▸ **Records for this task**
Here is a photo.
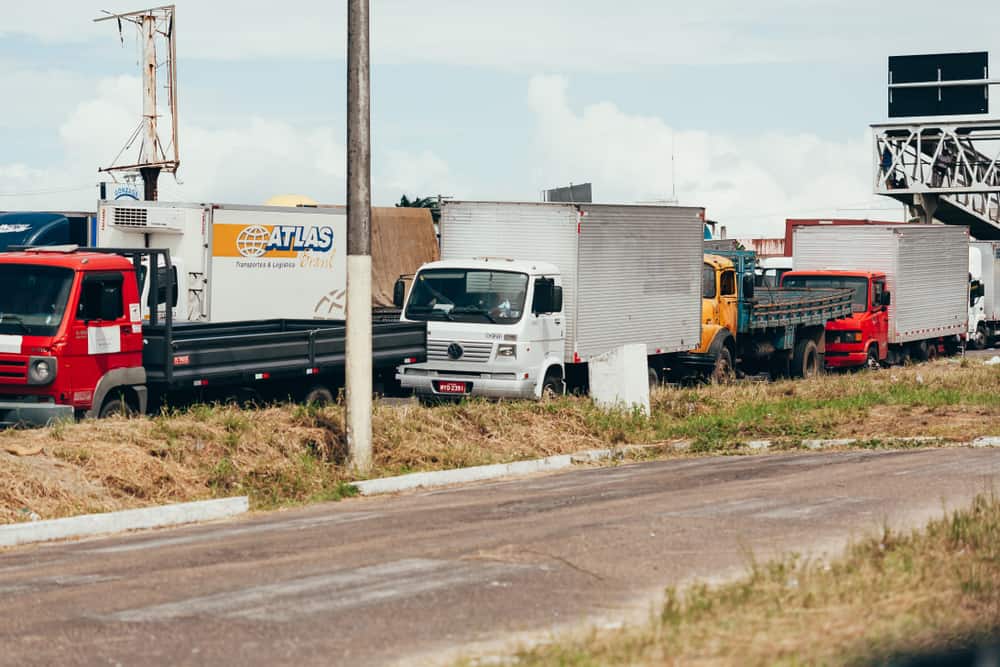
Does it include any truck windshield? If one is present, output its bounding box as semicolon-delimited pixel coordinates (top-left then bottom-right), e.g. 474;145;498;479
0;264;73;336
781;275;868;313
406;269;528;324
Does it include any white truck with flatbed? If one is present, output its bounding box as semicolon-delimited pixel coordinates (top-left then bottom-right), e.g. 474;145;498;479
395;201;704;398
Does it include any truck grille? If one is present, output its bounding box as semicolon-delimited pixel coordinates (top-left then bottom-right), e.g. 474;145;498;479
427;340;493;363
0;357;28;384
114;206;149;227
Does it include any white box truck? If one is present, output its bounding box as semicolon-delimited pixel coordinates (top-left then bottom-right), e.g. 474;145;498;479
782;225;969;368
969;241;1000;349
96;201;438;322
395;201;704;398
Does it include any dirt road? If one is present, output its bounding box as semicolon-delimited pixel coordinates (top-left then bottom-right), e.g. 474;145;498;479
0;449;1000;666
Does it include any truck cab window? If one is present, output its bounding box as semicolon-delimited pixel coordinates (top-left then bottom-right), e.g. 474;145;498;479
719;270;736;296
872;282;885;309
76;273;125;321
701;264;715;299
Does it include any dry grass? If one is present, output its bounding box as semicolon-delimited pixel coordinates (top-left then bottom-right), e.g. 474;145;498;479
0;361;1000;523
511;496;1000;667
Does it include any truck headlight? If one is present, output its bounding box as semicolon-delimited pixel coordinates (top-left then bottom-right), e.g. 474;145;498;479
497;345;517;359
28;357;56;384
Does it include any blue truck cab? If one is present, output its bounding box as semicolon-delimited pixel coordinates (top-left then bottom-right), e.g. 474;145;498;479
0;211;97;252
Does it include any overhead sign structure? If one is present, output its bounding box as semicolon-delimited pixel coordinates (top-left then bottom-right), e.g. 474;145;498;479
544;183;594;204
889;51;998;118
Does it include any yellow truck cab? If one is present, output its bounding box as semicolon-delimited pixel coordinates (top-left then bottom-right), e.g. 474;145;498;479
683;250;851;381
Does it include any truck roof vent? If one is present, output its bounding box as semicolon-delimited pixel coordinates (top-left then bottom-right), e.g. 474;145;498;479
111;206;184;232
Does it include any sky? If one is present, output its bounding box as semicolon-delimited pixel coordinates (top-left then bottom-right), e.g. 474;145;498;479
0;0;1000;237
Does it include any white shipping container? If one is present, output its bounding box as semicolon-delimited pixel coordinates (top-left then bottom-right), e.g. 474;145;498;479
969;241;1000;322
440;201;704;362
793;225;969;343
97;202;347;322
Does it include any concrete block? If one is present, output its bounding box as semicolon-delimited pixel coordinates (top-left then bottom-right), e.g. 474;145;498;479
588;343;649;415
747;440;771;450
802;438;858;449
0;496;249;547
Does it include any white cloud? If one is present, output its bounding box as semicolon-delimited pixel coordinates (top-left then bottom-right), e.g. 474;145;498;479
0;77;451;210
528;76;897;236
0;0;996;71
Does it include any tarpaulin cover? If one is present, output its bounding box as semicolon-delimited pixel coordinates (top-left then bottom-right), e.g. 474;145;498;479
321;205;441;308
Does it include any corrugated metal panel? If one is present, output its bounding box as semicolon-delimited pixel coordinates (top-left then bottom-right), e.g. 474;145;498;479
971;241;1000;322
738;237;785;259
794;225;969;343
576;204;704;359
440;201;579;359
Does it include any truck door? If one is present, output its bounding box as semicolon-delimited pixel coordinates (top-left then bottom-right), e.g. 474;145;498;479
67;271;142;410
719;269;739;335
533;276;566;359
869;279;889;359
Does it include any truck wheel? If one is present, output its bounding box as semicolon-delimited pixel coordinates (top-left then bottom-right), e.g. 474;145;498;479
542;371;565;400
969;324;989;350
711;347;736;384
792;338;819;378
865;345;882;371
97;394;136;419
302;386;333;405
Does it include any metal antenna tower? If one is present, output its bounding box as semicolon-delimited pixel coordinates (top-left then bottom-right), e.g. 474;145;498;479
94;5;180;200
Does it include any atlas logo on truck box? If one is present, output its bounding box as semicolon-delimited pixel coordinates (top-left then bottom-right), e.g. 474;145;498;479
212;223;334;259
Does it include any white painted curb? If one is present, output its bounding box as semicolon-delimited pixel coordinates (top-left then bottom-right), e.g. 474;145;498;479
0;496;250;547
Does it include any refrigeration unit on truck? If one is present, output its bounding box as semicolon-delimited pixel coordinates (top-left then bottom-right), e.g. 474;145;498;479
672;250;851;381
97;201;437;322
782;225;969;368
396;202;704;398
0;246;426;426
968;241;1000;349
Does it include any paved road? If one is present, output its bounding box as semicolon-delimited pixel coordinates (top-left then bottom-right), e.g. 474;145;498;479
0;449;1000;666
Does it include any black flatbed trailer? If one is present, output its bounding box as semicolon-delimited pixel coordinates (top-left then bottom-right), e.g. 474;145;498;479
143;320;427;394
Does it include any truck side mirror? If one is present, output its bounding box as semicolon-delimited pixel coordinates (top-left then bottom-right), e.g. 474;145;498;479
552;285;562;313
392;278;406;308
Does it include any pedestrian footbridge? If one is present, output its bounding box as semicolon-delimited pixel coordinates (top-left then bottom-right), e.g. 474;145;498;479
872;120;1000;240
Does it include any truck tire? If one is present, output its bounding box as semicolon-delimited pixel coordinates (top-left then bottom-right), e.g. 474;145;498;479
792;338;820;378
710;346;736;384
302;385;334;405
542;369;566;400
865;345;882;371
647;368;660;391
969;324;989;350
97;392;137;419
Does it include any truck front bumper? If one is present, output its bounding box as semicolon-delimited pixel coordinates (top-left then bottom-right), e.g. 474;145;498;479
0;400;75;428
826;346;868;368
396;364;537;399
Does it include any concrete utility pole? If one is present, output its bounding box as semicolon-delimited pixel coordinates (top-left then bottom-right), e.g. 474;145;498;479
346;0;372;474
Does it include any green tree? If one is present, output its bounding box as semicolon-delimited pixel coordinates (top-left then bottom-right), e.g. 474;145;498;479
396;195;441;222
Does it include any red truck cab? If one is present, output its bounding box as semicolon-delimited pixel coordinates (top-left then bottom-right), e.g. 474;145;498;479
0;246;146;425
781;271;891;368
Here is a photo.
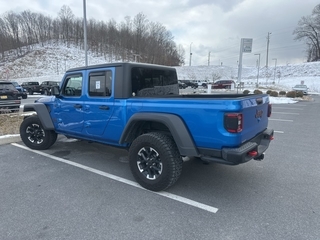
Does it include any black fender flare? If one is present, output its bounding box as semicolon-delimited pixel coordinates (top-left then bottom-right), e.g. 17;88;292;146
119;113;199;156
23;103;54;130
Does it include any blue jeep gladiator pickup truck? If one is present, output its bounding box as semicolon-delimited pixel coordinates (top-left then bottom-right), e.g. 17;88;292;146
20;63;273;191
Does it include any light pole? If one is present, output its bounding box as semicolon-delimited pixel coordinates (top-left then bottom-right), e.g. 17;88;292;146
266;32;271;67
83;0;88;66
272;58;277;80
189;42;193;66
254;53;260;87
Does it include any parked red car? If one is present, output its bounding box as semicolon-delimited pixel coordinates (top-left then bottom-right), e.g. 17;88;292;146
211;80;236;89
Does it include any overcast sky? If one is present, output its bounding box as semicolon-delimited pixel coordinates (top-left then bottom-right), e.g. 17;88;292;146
0;0;320;66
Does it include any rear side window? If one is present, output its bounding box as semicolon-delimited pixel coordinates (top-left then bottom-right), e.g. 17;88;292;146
89;71;112;97
131;67;179;96
61;74;82;97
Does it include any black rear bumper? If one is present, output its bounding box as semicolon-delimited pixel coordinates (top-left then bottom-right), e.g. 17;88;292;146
199;129;274;165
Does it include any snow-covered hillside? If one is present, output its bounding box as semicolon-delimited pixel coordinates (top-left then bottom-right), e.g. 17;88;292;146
0;45;320;92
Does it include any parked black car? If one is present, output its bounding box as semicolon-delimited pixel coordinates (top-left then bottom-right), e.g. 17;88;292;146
21;82;41;95
40;81;59;95
12;82;28;99
0;81;21;113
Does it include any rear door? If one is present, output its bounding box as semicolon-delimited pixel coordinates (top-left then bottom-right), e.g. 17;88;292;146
83;68;114;137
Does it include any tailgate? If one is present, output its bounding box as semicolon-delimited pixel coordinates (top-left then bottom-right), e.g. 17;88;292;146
240;94;269;142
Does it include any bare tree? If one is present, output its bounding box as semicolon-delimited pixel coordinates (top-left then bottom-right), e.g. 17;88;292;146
293;4;320;62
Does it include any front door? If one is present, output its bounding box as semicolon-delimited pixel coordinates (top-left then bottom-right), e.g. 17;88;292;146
53;72;84;135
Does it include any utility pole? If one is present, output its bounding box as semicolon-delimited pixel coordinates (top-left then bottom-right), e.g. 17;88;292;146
272;58;277;80
255;53;260;88
266;32;271;69
189;42;192;66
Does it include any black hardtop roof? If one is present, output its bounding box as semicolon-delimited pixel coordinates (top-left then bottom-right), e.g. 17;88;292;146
67;62;174;72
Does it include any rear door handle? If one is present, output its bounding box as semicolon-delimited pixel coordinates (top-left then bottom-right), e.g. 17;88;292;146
99;105;109;110
73;104;82;108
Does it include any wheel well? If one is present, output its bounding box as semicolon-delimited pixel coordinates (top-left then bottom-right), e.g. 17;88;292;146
119;113;199;156
124;121;171;143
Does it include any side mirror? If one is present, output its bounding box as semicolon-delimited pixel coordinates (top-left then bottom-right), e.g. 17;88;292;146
51;86;60;97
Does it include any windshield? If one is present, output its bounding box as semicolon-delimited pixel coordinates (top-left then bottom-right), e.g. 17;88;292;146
0;83;16;90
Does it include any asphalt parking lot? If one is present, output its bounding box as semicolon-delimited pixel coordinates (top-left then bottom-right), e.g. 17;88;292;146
0;96;320;240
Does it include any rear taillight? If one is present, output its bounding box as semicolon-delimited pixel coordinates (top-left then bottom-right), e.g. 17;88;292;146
224;113;243;133
268;103;272;117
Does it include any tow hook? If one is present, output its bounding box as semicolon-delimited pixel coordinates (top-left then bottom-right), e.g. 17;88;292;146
253;153;264;161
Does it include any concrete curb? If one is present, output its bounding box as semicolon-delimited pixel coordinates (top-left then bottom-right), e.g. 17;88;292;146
0;135;21;145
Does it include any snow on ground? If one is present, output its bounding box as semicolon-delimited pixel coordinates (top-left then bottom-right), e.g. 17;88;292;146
0;45;320;138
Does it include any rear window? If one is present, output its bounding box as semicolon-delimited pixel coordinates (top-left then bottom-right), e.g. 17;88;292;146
131;67;179;96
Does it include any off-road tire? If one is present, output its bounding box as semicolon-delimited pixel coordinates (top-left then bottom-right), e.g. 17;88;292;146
20;116;57;150
129;132;183;191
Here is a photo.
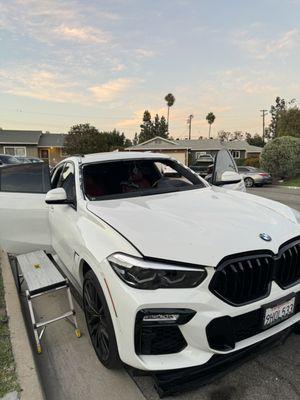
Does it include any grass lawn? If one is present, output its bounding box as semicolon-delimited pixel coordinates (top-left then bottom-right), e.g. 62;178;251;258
0;266;20;398
282;175;300;187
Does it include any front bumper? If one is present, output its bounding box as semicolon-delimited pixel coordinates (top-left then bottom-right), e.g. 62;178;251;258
102;261;300;371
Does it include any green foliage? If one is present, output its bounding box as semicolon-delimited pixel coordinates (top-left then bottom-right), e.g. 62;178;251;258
65;124;131;155
246;133;265;147
165;93;175;107
206;112;216;125
261;136;300;179
277;107;300;138
138;110;169;143
266;96;300;139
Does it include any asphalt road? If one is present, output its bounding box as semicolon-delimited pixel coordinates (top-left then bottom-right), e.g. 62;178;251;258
21;187;300;400
247;186;300;211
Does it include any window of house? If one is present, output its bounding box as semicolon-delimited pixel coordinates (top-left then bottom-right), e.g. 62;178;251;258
4;146;26;157
231;150;241;158
196;151;206;160
60;147;69;157
40;149;49;160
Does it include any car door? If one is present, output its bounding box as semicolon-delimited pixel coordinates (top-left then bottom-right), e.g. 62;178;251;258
49;161;78;273
0;163;52;254
211;148;246;192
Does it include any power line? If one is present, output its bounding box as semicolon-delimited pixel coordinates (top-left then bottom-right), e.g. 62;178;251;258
187;114;194;140
260;110;268;143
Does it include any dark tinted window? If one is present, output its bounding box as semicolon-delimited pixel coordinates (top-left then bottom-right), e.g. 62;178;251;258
51;164;65;189
0;155;20;164
0;164;50;193
83;158;205;200
57;162;76;201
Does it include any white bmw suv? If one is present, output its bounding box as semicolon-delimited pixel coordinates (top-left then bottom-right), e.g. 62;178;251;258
0;150;300;378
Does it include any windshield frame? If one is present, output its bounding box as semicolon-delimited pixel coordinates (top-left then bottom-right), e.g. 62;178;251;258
80;157;210;201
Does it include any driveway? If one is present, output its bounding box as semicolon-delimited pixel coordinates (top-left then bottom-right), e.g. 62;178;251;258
21;187;300;400
247;186;300;211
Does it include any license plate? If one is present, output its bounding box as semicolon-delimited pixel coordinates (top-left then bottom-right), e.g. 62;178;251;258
263;296;295;329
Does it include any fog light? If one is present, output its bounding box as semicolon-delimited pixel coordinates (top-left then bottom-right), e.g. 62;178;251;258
143;314;179;322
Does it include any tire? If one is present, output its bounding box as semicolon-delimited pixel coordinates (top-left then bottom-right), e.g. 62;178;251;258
83;270;122;369
244;178;254;187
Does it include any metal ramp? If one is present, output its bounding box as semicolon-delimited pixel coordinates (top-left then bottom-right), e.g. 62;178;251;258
17;250;81;353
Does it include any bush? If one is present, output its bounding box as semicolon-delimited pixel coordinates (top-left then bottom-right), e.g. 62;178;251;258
261;136;300;179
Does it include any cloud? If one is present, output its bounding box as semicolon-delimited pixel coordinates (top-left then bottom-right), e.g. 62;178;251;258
233;29;300;60
89;78;133;102
111;64;126;72
0;67;84;103
135;48;155;58
0;0;111;44
55;25;109;43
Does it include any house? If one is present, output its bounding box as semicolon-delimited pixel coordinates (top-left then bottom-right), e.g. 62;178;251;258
126;137;262;165
0;129;66;165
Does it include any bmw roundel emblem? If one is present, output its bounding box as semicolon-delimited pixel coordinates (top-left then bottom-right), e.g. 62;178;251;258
259;233;272;242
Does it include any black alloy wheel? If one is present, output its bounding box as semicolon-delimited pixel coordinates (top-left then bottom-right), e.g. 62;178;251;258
244;178;254;187
83;270;122;369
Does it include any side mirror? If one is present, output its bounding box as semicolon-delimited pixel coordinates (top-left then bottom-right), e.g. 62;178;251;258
45;188;72;204
221;171;242;185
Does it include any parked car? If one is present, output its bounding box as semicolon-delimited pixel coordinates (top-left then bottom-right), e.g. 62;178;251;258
15;156;31;164
0;154;20;166
0;150;300;382
27;157;44;163
238;166;272;187
190;154;214;178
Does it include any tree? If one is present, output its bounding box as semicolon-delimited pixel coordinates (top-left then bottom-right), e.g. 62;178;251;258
245;132;265;147
218;130;231;142
139;110;154;143
230;131;244;140
65;123;131;155
132;132;139;146
276;106;300;138
138;110;169;143
206;112;216;139
261;136;300;178
268;96;300;139
165;93;175;130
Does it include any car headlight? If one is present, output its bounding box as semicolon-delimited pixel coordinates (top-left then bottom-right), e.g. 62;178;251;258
291;208;300;224
108;253;207;290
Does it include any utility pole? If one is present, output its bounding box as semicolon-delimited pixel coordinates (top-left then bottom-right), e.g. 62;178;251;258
186;114;194;140
260;110;268;143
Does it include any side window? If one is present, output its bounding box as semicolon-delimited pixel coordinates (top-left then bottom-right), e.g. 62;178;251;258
57;162;76;202
0;163;50;193
51;164;65;189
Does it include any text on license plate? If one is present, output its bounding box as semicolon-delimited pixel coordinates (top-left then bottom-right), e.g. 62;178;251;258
263;297;295;328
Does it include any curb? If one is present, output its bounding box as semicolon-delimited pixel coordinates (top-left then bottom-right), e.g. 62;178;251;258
282;185;300;190
0;250;45;400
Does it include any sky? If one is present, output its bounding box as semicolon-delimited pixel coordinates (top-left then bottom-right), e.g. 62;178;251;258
0;0;300;139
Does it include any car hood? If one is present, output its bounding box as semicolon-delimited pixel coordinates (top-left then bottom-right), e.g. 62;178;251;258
87;188;300;266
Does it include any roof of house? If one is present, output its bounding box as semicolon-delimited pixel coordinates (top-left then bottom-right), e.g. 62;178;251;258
128;137;262;153
0;129;42;145
38;133;66;147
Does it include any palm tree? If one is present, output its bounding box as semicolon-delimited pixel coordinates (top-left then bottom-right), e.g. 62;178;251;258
206;112;216;139
165;93;175;131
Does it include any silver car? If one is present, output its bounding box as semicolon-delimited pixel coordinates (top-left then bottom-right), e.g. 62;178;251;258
238;165;272;187
0;154;20;166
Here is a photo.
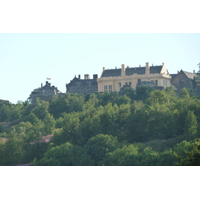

▸ **Task directions**
Copy out the records verbatim from the line containing "Does it include any car hood?" through the line containing "38;133;66;147", with both of those lines included.

▸ **Result of the task**
Does it include any car hood? If one is present, output its bounding box as semicolon-delimited pixel coordinates (top-left then bottom-right), e.g. 62;178;251;258
87;188;300;266
Does it include any roof of house? If one is present, output its bounding box as semicolon-delimited pixel coordinates (top-left then bottom-right), e.g. 62;178;251;258
128;137;262;153
0;129;42;145
38;133;66;147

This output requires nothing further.